It is apparent from the record that the judgment here cannot be reversed without depriving the bank, a party to the action, of an apparent legal advantage. (See In re Castle Dome Mining etc. Co., 79 Cal. 246, 248, 249.) The effect of the judgment was to provide for the payment of a debt due to it from money recovered by plaintiff from the insurance company, and the reversal of the judgment would be to deprive it of such fund. It is no answer to this to say that the insurance company has in fact no defense against the bank, and that the bank may ultimately recover the money due it by another judgment in this action directly against the insurance company, or that it may collect its debt from the mortgagor. The question is whether the judgment gives it something which will be taken away by a reversal. The judgment which it is here sought to reverse provides for the immediate payment of the money due the bank, from a fund to be collected from the insurance company, and this gives the bank an apparently legal advantage. The relief which the insurance company seeks upon this appeal cannot be granted as to the plaintiff, without also being granted as to the bank.

It is suggested that the interest of the bank in the judgment is not a direct interest, but only a collateral or remote interest, and that only those who are directly interested in the judgment or order appealed from can be held to be adverse parties. We are of the opinion that it is apparent from the record that the defendant bank has a direct and immediate interest in the subject-matter of the appeal that would be affected by a reversal of the judgment.

------------------------------------------------------------

TASKS TO PERFORM >>
a - In the court opinion, repeat the passage word for word, starting at "It is suggested" and stopping after "of the judgment.".
b - According to the court opinion, what kind of interest does the defendant bank have in the subject-matter of the appeal?

GIVEN INFORMATION >>
------------------------------------------------------------

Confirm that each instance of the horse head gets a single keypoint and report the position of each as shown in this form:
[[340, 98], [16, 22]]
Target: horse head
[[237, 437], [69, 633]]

------------------------------------------------------------

TASK RESULTS >>
a -
It is suggested that the interest of the bank in the judgment is not a direct interest, but only a collateral or remote interest, and that only those who are directly interested in the judgment or order appealed from can be held to be adverse parties. We are of the opinion that it is apparent from the record that the defendant bank has a direct and immediate interest in the subject-matter of the appeal that would be affected by a reversal of the judgment.

b - A direct and immediate interest that would be affected by a reversal of the judgment.